Work request A: In the Greenland 2 review, how many years was the bunker built to last?
Work request B: Please rewrite the part of the Greenland 2 review that opens with the words "The new movie" and closes with "over dwindling resources.", changing "tremors" to "earthquakes".

*** Document segment ***

‘Greenland 2: Migration’ Is Another Grim Trek to Safety
The sequel is a fine disaster drama but largely feels like a retread of the first movie.
I think I was so bummed out when I saw the first Greenland that I didn’t give it a fair shake. We were nine months into the pandemic, and what I thought would be a silly disaster movie was more of a survival drama, leaning into the hardship of who gets left outside the bunker before a comet strikes the Earth. Understanding that the sequel, Greenland 2: Migration, would have a similar tone, I felt steadier entering the theater and knowing what to expect. As a second helping of survival drama, this time in a post-apocalyptic wasteland, the movie is fine. However, it never reaches the emotional stakes it sets at the film’s opening, leaving the sequel feeling oddly empty as the Garrity family navigates various obstacles on their journey.
The new movie picks up five years after John (Gerard Butler), his wife Allison (Morena Baccarin), and their son Nathan (Roman Griffin Davis) arrived in the Greenland survival bunker. The bunker was only built to last for two years, but the radiation levels outside make it too dangerous to leave. However, violent tremors force all inhabitants out of the bunker, and the survivors now have no choice but to find a new home. The Garrities and a few other individuals with considerably less plot armor choose to make their way to the impact crater in southern France, where they believe new life may have emerged. However, the treacherous journey involves not only environmental hazards like radiation storms and smaller comets, but roving bands of marauders and governments battling over dwindling resources.
Migration is most interesting before we even leave the bunker. John confesses to his therapist that he’s feeling traumatized, his wife and kid are traumatized, and the entire community is traumatized, but no one acts like it. I felt this was the film’s most poignant and promising moment. If you think about the pandemic, there have been over seven million deaths worldwide, and we tried to carry on as normal rather than mourn or grieve this horrible event. We don’t give ourselves time to be traumatized, so we just carry it with us and try to muddle through. The therapist tells John he should try opening up to his family, and maybe they’ll open up to him.

*** End of Document segment ***
*** Data provided ***

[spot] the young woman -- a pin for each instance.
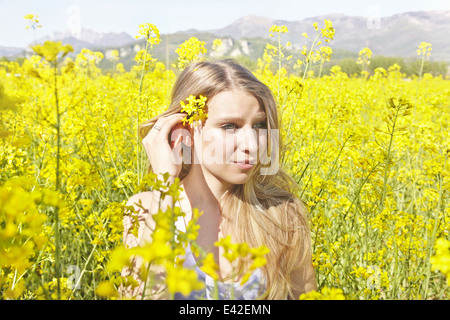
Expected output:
(230, 180)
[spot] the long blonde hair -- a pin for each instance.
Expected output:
(265, 210)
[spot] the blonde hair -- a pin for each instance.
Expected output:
(265, 208)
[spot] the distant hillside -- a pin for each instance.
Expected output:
(395, 36)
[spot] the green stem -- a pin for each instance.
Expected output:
(58, 146)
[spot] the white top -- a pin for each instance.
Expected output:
(251, 290)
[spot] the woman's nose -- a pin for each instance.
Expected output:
(247, 141)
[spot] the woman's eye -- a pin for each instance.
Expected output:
(261, 125)
(229, 126)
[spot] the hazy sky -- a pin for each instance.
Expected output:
(176, 15)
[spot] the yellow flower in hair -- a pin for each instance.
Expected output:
(194, 109)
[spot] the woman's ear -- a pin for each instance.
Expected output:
(180, 133)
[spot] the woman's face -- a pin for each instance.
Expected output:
(233, 137)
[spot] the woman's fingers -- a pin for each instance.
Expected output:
(157, 146)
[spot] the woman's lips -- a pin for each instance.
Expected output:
(244, 165)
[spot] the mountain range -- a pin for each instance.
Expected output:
(397, 35)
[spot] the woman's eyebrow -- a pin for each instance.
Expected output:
(258, 117)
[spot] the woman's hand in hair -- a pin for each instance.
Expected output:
(164, 155)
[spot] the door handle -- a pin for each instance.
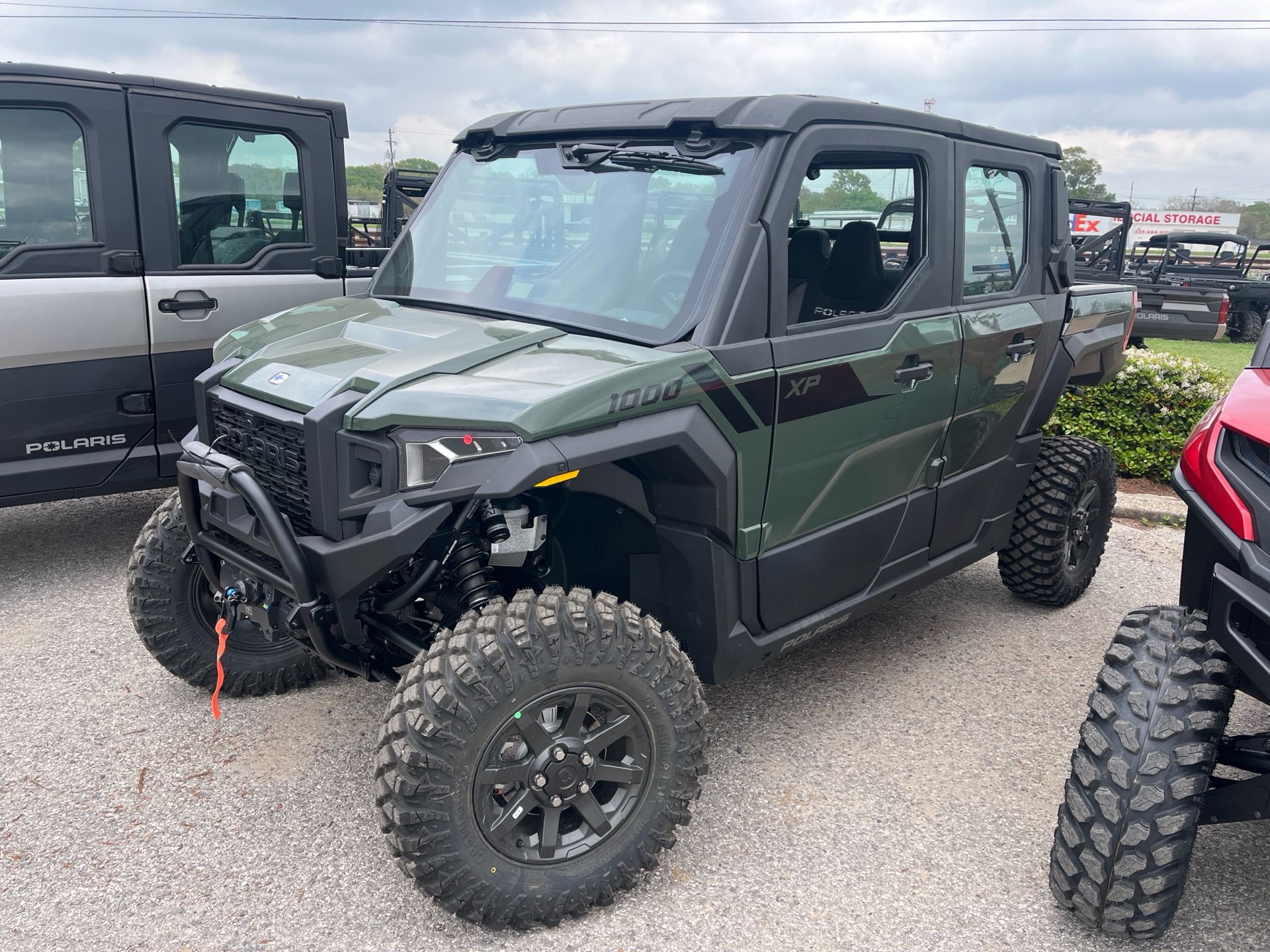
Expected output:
(1020, 349)
(173, 305)
(915, 375)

*** End of Data provided ***

Result A: Two years.

Result B:
The new movie picks up five years after John (Gerard Butler), his wife Allison (Morena Baccarin), and their son Nathan (Roman Griffin Davis) arrived in the Greenland survival bunker. The bunker was only built to last for two years, but the radiation levels outside make it too dangerous to leave. However, violent earthquakes force all inhabitants out of the bunker, and the survivors now have no choice but to find a new home. The Garrities and a few other individuals with considerably less plot armor choose to make their way to the impact crater in southern France, where they believe new life may have emerged. However, the treacherous journey involves not only environmental hazards like radiation storms and smaller comets, but roving bands of marauders and governments battling over dwindling resources.